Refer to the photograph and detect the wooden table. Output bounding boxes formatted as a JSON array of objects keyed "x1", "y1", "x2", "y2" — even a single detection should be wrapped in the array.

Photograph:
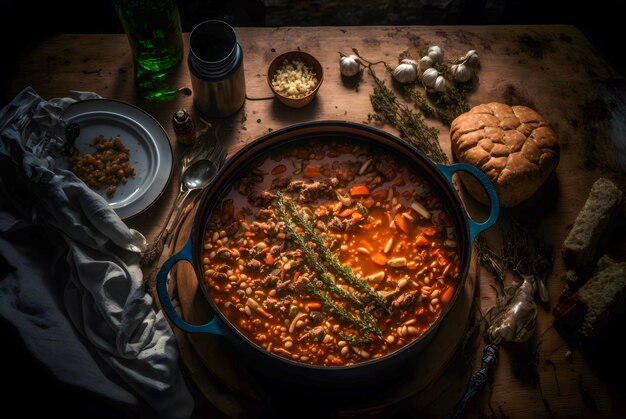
[{"x1": 11, "y1": 25, "x2": 626, "y2": 417}]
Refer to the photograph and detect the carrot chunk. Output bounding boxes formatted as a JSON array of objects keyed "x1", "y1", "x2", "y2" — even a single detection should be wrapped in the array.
[
  {"x1": 422, "y1": 227, "x2": 437, "y2": 236},
  {"x1": 350, "y1": 185, "x2": 370, "y2": 196},
  {"x1": 272, "y1": 164, "x2": 287, "y2": 176},
  {"x1": 337, "y1": 208, "x2": 354, "y2": 218},
  {"x1": 393, "y1": 214, "x2": 411, "y2": 234},
  {"x1": 302, "y1": 164, "x2": 321, "y2": 178},
  {"x1": 441, "y1": 287, "x2": 454, "y2": 304},
  {"x1": 372, "y1": 189, "x2": 389, "y2": 202},
  {"x1": 415, "y1": 234, "x2": 428, "y2": 246},
  {"x1": 372, "y1": 253, "x2": 387, "y2": 266}
]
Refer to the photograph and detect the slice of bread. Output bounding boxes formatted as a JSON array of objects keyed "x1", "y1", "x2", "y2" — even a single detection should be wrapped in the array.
[
  {"x1": 578, "y1": 255, "x2": 626, "y2": 337},
  {"x1": 561, "y1": 178, "x2": 622, "y2": 269},
  {"x1": 552, "y1": 255, "x2": 626, "y2": 342}
]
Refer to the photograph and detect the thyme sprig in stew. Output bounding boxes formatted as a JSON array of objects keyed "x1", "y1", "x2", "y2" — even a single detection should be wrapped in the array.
[{"x1": 203, "y1": 139, "x2": 460, "y2": 366}]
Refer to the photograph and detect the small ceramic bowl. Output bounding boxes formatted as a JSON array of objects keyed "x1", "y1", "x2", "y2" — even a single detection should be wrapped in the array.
[{"x1": 267, "y1": 51, "x2": 324, "y2": 108}]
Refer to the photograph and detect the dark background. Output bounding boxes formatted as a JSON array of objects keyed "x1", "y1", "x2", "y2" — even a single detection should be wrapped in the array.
[
  {"x1": 0, "y1": 0, "x2": 626, "y2": 106},
  {"x1": 0, "y1": 0, "x2": 626, "y2": 418}
]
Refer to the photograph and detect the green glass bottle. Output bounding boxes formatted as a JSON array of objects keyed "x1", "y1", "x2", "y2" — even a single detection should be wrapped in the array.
[{"x1": 113, "y1": 0, "x2": 184, "y2": 72}]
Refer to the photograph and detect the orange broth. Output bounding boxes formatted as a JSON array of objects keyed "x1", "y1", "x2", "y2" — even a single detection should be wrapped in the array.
[{"x1": 202, "y1": 140, "x2": 460, "y2": 366}]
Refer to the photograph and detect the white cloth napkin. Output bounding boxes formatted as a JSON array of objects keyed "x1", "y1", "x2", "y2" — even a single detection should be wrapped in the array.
[{"x1": 0, "y1": 87, "x2": 194, "y2": 418}]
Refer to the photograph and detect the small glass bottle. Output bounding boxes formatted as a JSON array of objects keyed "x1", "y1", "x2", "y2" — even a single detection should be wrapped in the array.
[{"x1": 172, "y1": 109, "x2": 196, "y2": 145}]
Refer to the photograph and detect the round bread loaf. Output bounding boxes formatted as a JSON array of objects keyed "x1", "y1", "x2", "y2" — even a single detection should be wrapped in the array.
[{"x1": 450, "y1": 102, "x2": 560, "y2": 207}]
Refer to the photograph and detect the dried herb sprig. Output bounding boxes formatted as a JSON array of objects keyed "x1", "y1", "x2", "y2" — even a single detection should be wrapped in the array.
[
  {"x1": 276, "y1": 191, "x2": 382, "y2": 343},
  {"x1": 307, "y1": 282, "x2": 383, "y2": 345},
  {"x1": 277, "y1": 193, "x2": 363, "y2": 306},
  {"x1": 503, "y1": 220, "x2": 554, "y2": 283},
  {"x1": 285, "y1": 195, "x2": 389, "y2": 312},
  {"x1": 352, "y1": 48, "x2": 448, "y2": 163}
]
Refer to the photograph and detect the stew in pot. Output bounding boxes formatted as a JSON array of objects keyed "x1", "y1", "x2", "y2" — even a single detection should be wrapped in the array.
[{"x1": 202, "y1": 139, "x2": 460, "y2": 366}]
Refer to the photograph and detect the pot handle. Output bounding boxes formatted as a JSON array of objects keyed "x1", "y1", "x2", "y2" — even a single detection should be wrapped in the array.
[
  {"x1": 437, "y1": 163, "x2": 500, "y2": 243},
  {"x1": 156, "y1": 238, "x2": 224, "y2": 336}
]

#### Requirements
Reproduce all of the records above word for word, leaving out the pictures.

#### Finished task
Refer to the photograph and detect the wooden table. Output bounding boxes formatted as a JSON array of objects keyed "x1", "y1", "x2", "y2" — even a single detection should be wrapped in the array.

Photograph:
[{"x1": 11, "y1": 25, "x2": 626, "y2": 417}]
Refer to the photograph and detect the carrot chunk. Output bounding boxes formatted as a JSON array of objects keyed "x1", "y1", "x2", "y2" — even a single detection should be wrapped in the array.
[
  {"x1": 422, "y1": 227, "x2": 437, "y2": 236},
  {"x1": 350, "y1": 185, "x2": 370, "y2": 196},
  {"x1": 272, "y1": 164, "x2": 287, "y2": 176},
  {"x1": 337, "y1": 208, "x2": 354, "y2": 218},
  {"x1": 393, "y1": 214, "x2": 411, "y2": 234},
  {"x1": 302, "y1": 164, "x2": 321, "y2": 178},
  {"x1": 441, "y1": 287, "x2": 454, "y2": 304},
  {"x1": 372, "y1": 189, "x2": 389, "y2": 202},
  {"x1": 415, "y1": 234, "x2": 428, "y2": 246},
  {"x1": 372, "y1": 253, "x2": 387, "y2": 266}
]
Refer to the photograph and detect the slice of bread. Output bounding boxes formatted as a JSON array of objects keyed "x1", "y1", "x2", "y2" — even a single detection should be wrapped in the array.
[
  {"x1": 578, "y1": 255, "x2": 626, "y2": 337},
  {"x1": 561, "y1": 178, "x2": 622, "y2": 269},
  {"x1": 552, "y1": 255, "x2": 626, "y2": 342}
]
Refer to the photograph and detect the thyme sprig in stew. Output bounding boxes formatted as a JSON array of objects keyed "x1", "y1", "x2", "y2" — even a single detection should be wrapped in the array.
[{"x1": 203, "y1": 139, "x2": 460, "y2": 366}]
Refer to the photograph and detect the small ceramic bowl. Output bounding boxes formatted as a JSON array of objects keyed "x1", "y1", "x2", "y2" — even a single detection should be wrapped in the array.
[{"x1": 267, "y1": 51, "x2": 324, "y2": 108}]
Refer to the photograph and detect the dark background. Output bounding boxes formatted as a JSON array of objects keyed "x1", "y1", "x2", "y2" — even a single detection should be wrapped in the array.
[
  {"x1": 0, "y1": 0, "x2": 626, "y2": 106},
  {"x1": 0, "y1": 0, "x2": 626, "y2": 418}
]
Refer to the photograph and detect the green glass bottle. Output bounding boxes formatted as a JSON array of objects keyed "x1", "y1", "x2", "y2" — even a single detection should be wrapped in the array.
[{"x1": 113, "y1": 0, "x2": 184, "y2": 72}]
Refer to the photograph and detect the orange broth. Output bounding boxes formatted as a JSON array of objects keyed "x1", "y1", "x2", "y2" — even a single detection should be wrapped in the array.
[{"x1": 202, "y1": 140, "x2": 460, "y2": 366}]
Refer to the photograph and detect the white cloth napkin. Output bounding boxes formatted as a JSON array of objects keyed "x1", "y1", "x2", "y2" — even a single detection should be wrapped in the array.
[{"x1": 0, "y1": 87, "x2": 194, "y2": 418}]
Refer to the photograph and detect the small glass bottle. Output bounding boxes formatted as a JSON array of objects keyed "x1", "y1", "x2", "y2" — even a single detection should be wrapped in the array.
[{"x1": 172, "y1": 109, "x2": 196, "y2": 145}]
Refer to the photograph and detect the round bread loaf. Output bounding boxes formatted as a JSON array of objects keyed "x1", "y1", "x2", "y2" — even a single detection should be wrapped in the array.
[{"x1": 450, "y1": 102, "x2": 560, "y2": 207}]
Refer to the photograph and detect the dried herb sprig. Output bounding boxes formatted as a JSON array of objects keyed "x1", "y1", "x2", "y2" — even a single detection should be wrapped in the array.
[
  {"x1": 276, "y1": 191, "x2": 382, "y2": 343},
  {"x1": 307, "y1": 282, "x2": 383, "y2": 345},
  {"x1": 277, "y1": 193, "x2": 363, "y2": 306},
  {"x1": 503, "y1": 220, "x2": 554, "y2": 283},
  {"x1": 285, "y1": 195, "x2": 389, "y2": 312},
  {"x1": 352, "y1": 48, "x2": 448, "y2": 163}
]
Refer to the photograph and detect the stew in pot. Output bounding boxes formatted as a JSON array of objects keyed "x1", "y1", "x2", "y2" — even a single detection should be wrapped in the array.
[{"x1": 202, "y1": 139, "x2": 460, "y2": 366}]
Refer to the photograph and detect the pot handle. Output bounding boxes formatted as a JSON array of objects keyed "x1", "y1", "x2", "y2" — even a single detection should be wrapped in the array.
[
  {"x1": 437, "y1": 163, "x2": 500, "y2": 243},
  {"x1": 156, "y1": 238, "x2": 224, "y2": 336}
]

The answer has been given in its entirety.